> Stored records

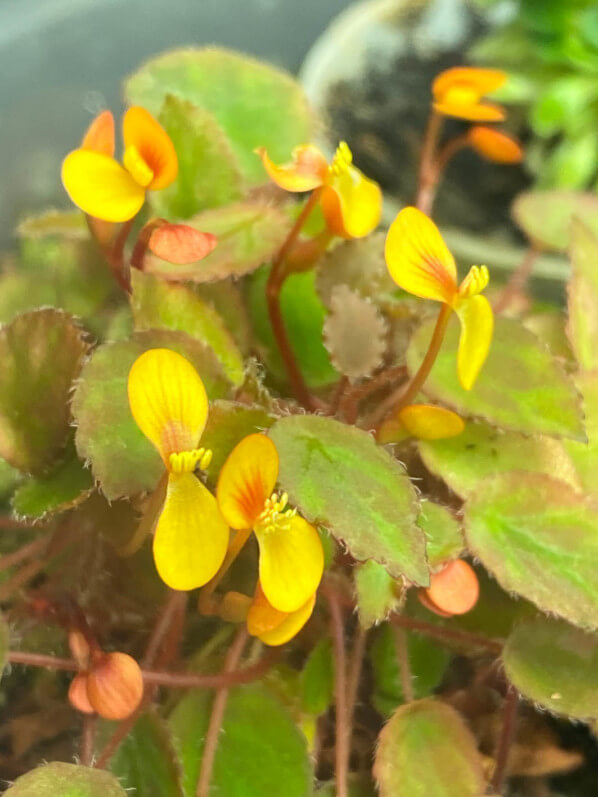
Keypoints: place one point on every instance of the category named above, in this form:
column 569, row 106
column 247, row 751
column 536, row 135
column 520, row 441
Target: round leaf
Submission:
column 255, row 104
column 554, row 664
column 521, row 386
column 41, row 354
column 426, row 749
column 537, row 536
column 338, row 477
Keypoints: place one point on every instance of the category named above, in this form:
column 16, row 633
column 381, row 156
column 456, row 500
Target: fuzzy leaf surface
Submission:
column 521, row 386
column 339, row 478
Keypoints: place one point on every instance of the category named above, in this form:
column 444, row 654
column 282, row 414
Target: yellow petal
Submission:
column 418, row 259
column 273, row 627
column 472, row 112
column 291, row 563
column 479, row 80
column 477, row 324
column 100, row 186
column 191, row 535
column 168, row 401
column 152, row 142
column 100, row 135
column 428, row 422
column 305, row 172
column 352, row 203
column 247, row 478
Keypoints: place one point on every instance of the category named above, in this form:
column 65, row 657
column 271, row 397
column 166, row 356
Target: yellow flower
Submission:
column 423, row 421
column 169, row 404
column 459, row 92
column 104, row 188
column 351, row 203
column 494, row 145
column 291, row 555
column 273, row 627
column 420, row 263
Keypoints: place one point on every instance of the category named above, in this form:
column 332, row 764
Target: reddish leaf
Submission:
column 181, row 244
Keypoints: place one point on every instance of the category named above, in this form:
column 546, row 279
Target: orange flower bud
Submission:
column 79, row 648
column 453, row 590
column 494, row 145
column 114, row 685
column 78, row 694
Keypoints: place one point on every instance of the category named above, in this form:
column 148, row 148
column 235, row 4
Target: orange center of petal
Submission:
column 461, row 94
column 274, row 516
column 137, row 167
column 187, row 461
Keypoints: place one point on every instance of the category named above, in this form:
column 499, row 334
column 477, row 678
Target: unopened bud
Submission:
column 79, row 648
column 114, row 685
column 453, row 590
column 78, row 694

> Objective
Leave out the pictures and give the rest of the records again exactly.

> Answer to this task
Keypoints: place one point on every instance of the category named above, in this form:
column 569, row 106
column 247, row 751
column 536, row 135
column 520, row 441
Target: round leaf
Submission:
column 255, row 104
column 554, row 664
column 521, row 386
column 41, row 354
column 426, row 749
column 537, row 536
column 338, row 477
Keypoints: place one point on every instance of the category named above, in this form:
column 16, row 633
column 381, row 156
column 456, row 500
Target: fuzzy leaf surface
Submission:
column 521, row 386
column 339, row 478
Keypoints: place one point on every instance of the category named above, in this form:
column 444, row 654
column 282, row 414
Target: yellow petal
Submission:
column 418, row 259
column 273, row 627
column 472, row 112
column 291, row 563
column 479, row 80
column 477, row 324
column 100, row 186
column 191, row 535
column 168, row 401
column 152, row 142
column 100, row 135
column 428, row 422
column 305, row 172
column 352, row 203
column 247, row 478
Keypoints: place one point on every instance of the category named above, in this form:
column 65, row 657
column 271, row 397
column 166, row 356
Target: yellow flower
Submission:
column 423, row 421
column 169, row 404
column 459, row 92
column 104, row 188
column 351, row 203
column 494, row 145
column 291, row 555
column 273, row 627
column 420, row 263
Keypoints: place one point on every instance of the category named above, in this form:
column 332, row 764
Target: reddish leaf
Submission:
column 181, row 244
Keypoints: place one point on every instance of the category named above, in this form:
column 546, row 279
Target: orange flower bud
Submission:
column 79, row 648
column 453, row 590
column 494, row 145
column 114, row 685
column 78, row 694
Keypoints: place one point on every instance of the category named above, in this form:
column 148, row 148
column 235, row 4
Target: orange center of petal
Submission:
column 461, row 94
column 274, row 516
column 137, row 167
column 187, row 461
Keypoints: place one point on every instance of the category named above, in this form:
column 499, row 334
column 477, row 678
Target: unopened bud
Submission:
column 79, row 648
column 114, row 685
column 453, row 590
column 78, row 694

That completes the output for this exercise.